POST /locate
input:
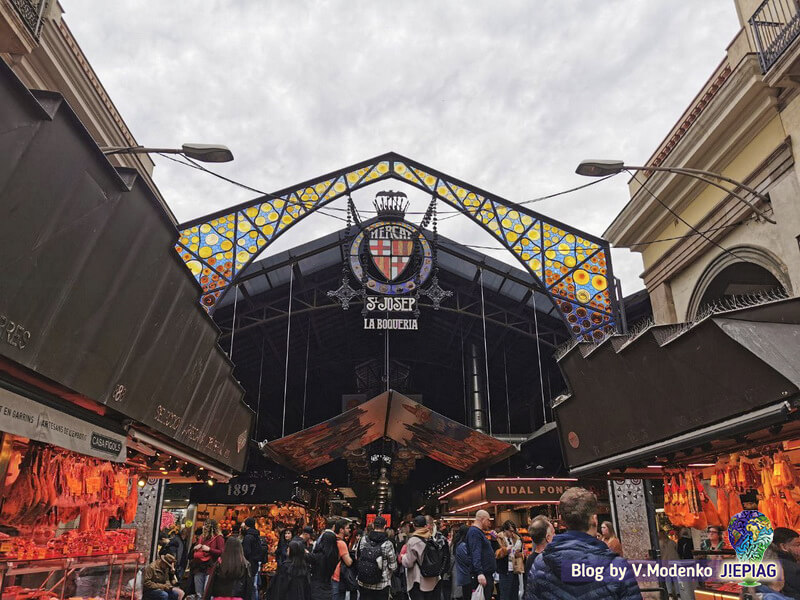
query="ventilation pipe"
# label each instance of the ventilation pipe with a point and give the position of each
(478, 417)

==============================

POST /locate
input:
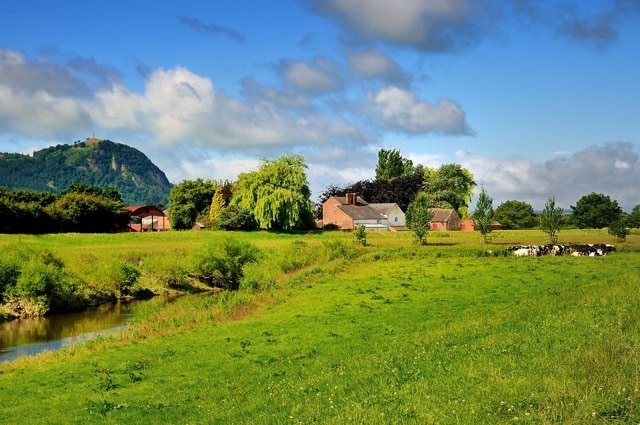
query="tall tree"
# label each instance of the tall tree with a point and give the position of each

==============================

### Aufgabenstellung
Welche Zeilen der Einträge oben enthalten das Wort „position“? Gib jede dieser Zeilen vollständig an und beachte dabei die Groß- und Kleinschreibung.

### Antwort zur Aufgabe
# label each instance of the ventilation pipe with a point and give the position of each
# label each instance of the tall tree with a point and give the position of each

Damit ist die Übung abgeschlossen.